◆ Data lines ◆
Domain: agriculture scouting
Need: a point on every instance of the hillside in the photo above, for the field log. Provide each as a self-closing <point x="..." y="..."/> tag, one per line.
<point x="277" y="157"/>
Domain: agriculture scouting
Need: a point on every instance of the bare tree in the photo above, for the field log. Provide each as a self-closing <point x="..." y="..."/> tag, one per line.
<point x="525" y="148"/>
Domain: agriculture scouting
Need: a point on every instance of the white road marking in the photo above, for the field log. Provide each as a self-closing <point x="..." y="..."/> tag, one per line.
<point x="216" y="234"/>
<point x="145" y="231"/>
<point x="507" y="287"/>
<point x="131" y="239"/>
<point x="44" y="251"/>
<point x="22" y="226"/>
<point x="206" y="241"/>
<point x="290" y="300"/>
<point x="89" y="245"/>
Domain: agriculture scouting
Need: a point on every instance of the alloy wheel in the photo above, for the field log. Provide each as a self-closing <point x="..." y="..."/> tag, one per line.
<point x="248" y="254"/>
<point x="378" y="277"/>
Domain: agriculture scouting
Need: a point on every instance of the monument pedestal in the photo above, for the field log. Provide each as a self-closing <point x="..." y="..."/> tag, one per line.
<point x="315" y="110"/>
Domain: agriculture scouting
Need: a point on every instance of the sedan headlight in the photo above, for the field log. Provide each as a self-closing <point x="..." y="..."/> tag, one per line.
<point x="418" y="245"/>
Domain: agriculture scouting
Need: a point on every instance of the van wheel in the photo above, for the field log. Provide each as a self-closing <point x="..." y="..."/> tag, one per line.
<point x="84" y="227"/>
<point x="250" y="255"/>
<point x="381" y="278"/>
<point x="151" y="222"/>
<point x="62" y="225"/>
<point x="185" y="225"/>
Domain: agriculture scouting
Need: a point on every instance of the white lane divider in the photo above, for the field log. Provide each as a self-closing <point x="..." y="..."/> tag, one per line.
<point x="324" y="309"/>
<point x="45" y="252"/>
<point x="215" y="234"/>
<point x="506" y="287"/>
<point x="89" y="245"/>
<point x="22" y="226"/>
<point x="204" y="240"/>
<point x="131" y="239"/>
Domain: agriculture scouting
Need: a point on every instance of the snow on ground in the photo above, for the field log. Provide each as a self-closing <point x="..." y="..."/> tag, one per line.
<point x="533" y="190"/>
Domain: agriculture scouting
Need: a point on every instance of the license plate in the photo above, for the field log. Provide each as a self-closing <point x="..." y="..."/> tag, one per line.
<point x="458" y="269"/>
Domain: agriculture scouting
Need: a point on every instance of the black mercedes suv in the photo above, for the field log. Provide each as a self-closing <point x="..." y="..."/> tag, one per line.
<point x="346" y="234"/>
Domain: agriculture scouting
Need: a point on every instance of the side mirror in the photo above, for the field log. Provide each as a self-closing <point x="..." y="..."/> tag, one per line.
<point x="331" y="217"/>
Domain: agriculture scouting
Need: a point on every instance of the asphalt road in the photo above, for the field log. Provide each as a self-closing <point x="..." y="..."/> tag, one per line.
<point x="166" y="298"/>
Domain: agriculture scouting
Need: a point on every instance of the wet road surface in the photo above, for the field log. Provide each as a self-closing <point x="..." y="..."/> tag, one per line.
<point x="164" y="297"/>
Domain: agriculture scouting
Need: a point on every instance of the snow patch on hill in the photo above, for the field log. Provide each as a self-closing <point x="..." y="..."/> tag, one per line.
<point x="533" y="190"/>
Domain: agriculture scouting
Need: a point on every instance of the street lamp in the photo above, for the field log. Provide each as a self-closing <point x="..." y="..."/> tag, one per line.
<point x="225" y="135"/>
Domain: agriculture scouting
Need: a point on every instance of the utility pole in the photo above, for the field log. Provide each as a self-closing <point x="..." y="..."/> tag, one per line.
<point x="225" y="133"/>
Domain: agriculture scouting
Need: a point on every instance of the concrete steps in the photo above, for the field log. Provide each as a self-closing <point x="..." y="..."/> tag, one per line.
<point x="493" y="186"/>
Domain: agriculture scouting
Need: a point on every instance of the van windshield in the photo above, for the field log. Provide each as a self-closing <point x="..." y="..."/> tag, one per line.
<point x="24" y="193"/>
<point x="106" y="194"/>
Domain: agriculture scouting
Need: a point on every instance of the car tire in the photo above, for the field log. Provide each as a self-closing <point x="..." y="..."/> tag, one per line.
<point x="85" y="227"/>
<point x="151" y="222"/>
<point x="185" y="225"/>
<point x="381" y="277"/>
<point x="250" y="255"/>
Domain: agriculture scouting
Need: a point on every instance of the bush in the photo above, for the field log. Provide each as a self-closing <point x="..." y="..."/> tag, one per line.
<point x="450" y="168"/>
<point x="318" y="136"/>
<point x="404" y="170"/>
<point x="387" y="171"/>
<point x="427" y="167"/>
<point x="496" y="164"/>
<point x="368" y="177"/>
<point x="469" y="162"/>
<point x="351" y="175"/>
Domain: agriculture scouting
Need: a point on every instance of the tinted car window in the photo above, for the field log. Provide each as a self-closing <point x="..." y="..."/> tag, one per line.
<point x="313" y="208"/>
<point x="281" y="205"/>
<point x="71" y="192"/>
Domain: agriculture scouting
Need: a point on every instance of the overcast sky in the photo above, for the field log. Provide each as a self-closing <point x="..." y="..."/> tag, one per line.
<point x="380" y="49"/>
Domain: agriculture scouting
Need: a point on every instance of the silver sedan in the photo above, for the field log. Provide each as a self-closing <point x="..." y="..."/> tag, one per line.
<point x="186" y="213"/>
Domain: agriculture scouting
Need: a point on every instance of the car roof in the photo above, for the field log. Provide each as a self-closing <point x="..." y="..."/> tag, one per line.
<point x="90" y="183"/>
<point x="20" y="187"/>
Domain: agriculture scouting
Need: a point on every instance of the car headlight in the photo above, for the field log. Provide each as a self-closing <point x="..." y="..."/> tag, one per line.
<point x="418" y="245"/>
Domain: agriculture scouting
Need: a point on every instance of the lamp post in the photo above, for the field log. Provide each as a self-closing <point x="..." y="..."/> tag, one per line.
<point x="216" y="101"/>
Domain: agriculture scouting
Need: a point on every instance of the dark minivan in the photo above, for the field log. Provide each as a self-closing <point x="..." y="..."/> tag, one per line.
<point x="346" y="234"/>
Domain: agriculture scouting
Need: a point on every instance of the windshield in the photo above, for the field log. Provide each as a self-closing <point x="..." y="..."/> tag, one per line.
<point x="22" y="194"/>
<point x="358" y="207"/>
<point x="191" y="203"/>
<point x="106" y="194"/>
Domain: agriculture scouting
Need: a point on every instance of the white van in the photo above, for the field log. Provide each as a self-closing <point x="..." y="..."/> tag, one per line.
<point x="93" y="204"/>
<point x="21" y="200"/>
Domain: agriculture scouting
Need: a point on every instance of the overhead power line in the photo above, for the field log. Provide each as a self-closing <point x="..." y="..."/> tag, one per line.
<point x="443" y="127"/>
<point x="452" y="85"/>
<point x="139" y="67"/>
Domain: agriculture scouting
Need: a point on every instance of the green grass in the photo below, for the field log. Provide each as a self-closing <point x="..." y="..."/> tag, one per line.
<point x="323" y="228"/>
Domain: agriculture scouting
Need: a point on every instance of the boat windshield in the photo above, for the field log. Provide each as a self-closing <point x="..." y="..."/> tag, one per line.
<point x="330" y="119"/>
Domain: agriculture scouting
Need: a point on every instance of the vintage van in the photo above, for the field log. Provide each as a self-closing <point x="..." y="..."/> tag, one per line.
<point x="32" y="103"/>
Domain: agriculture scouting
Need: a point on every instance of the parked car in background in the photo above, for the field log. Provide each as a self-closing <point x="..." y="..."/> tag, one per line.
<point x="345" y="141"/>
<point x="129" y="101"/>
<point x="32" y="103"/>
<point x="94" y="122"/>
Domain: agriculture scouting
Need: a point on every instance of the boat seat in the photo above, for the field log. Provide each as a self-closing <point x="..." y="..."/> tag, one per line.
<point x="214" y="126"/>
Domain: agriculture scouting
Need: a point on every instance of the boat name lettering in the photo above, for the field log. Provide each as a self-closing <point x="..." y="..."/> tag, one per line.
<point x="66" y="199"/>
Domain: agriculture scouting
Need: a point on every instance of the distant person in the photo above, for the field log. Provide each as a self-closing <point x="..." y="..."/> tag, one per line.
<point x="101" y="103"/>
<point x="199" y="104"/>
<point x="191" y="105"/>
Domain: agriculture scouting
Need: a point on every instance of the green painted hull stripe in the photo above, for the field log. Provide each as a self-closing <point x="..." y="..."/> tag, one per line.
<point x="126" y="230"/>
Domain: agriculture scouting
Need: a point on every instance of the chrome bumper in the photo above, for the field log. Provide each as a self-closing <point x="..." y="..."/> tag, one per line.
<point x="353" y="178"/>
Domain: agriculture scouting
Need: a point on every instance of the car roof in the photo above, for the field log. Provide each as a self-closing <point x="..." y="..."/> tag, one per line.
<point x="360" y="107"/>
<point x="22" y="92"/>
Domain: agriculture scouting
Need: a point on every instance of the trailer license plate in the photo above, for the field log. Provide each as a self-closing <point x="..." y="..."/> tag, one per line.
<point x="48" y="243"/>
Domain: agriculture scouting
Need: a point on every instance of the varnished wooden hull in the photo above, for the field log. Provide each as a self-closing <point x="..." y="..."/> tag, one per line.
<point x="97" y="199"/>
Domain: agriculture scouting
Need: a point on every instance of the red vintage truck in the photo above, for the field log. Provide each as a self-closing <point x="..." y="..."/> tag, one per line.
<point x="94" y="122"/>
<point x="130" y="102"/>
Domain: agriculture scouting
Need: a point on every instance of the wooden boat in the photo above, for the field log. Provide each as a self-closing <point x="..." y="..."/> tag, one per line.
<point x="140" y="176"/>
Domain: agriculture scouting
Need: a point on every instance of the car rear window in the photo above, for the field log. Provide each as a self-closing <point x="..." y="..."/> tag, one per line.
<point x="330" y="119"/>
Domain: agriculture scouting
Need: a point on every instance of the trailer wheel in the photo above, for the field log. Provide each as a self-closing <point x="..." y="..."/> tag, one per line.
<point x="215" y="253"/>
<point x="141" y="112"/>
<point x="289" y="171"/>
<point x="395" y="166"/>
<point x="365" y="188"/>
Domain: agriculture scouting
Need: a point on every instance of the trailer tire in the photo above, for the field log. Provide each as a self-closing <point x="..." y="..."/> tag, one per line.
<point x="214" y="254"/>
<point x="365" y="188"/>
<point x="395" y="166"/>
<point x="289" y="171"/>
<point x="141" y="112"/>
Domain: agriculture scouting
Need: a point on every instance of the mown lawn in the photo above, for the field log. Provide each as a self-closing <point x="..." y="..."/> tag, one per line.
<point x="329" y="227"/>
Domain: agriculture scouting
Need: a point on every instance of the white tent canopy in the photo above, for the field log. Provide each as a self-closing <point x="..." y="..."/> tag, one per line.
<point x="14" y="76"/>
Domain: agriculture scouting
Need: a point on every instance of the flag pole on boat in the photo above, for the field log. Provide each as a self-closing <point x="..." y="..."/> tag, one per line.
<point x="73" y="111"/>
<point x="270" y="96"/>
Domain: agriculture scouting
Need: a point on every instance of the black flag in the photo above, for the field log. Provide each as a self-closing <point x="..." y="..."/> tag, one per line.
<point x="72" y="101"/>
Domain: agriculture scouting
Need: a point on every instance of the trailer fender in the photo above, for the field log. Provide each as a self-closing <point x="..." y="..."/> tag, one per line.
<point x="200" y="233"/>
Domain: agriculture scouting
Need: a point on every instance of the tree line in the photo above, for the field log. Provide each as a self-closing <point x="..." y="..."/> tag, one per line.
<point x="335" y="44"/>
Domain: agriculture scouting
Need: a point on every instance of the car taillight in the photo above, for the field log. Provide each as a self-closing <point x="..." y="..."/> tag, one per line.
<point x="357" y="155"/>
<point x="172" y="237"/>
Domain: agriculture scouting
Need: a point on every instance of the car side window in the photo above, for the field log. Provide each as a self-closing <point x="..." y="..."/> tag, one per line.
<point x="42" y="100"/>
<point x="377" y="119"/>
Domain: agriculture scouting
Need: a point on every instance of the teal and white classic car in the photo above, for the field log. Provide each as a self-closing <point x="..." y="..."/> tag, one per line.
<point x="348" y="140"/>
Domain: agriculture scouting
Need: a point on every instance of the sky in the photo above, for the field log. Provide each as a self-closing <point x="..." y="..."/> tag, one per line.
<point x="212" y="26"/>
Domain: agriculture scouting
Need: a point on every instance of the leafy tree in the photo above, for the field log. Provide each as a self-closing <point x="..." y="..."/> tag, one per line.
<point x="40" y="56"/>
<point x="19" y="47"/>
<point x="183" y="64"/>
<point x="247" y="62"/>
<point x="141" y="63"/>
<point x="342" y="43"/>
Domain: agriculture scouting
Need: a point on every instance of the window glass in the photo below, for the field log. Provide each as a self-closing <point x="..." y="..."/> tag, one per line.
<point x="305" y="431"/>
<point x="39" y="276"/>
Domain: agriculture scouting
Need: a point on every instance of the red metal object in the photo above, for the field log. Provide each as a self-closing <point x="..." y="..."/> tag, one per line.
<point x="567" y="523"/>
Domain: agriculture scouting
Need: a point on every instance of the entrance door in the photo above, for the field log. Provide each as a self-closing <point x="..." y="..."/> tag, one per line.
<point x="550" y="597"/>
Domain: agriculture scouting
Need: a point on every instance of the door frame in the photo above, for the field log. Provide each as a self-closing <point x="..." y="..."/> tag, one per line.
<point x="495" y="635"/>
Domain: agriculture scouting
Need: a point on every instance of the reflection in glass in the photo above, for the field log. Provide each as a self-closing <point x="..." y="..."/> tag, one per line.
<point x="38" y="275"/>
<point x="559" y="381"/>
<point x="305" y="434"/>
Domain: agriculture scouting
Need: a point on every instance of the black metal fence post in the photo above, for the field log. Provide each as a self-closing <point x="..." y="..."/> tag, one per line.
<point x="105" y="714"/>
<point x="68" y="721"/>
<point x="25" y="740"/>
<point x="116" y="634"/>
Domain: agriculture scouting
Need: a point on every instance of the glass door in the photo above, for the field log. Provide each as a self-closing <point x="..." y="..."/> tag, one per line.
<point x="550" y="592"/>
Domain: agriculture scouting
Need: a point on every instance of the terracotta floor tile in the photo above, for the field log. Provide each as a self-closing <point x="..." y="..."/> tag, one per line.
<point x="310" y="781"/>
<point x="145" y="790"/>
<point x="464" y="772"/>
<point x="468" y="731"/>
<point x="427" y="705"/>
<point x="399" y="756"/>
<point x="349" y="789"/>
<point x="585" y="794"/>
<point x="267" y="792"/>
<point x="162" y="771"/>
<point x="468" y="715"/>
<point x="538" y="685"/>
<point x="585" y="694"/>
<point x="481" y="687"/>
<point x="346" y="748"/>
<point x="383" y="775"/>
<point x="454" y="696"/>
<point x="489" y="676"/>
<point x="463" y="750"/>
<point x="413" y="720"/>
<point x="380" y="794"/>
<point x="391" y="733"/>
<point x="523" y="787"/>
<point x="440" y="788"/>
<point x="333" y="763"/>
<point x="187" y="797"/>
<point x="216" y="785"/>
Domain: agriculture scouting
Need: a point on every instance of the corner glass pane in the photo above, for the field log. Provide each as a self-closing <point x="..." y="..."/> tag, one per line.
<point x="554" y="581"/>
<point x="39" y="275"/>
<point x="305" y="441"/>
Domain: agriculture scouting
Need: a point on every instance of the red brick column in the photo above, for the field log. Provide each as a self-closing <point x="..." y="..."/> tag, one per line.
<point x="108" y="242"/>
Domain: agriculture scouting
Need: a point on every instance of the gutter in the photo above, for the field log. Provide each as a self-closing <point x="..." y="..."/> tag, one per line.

◆ Exercise ◆
Locate every line in the data above that contains the word "sedan", and copy each of those lines in full.

◆ Written reply ◆
Need: a point on every instance of the sedan headlight in the photo above, for the field log. Provide each as a self-closing <point x="..." y="..."/> tag, one per line.
Need: a point on every instance of the silver sedan in the photo above, for the field log. Provide each as a self-closing <point x="..." y="..."/> tag, one per line.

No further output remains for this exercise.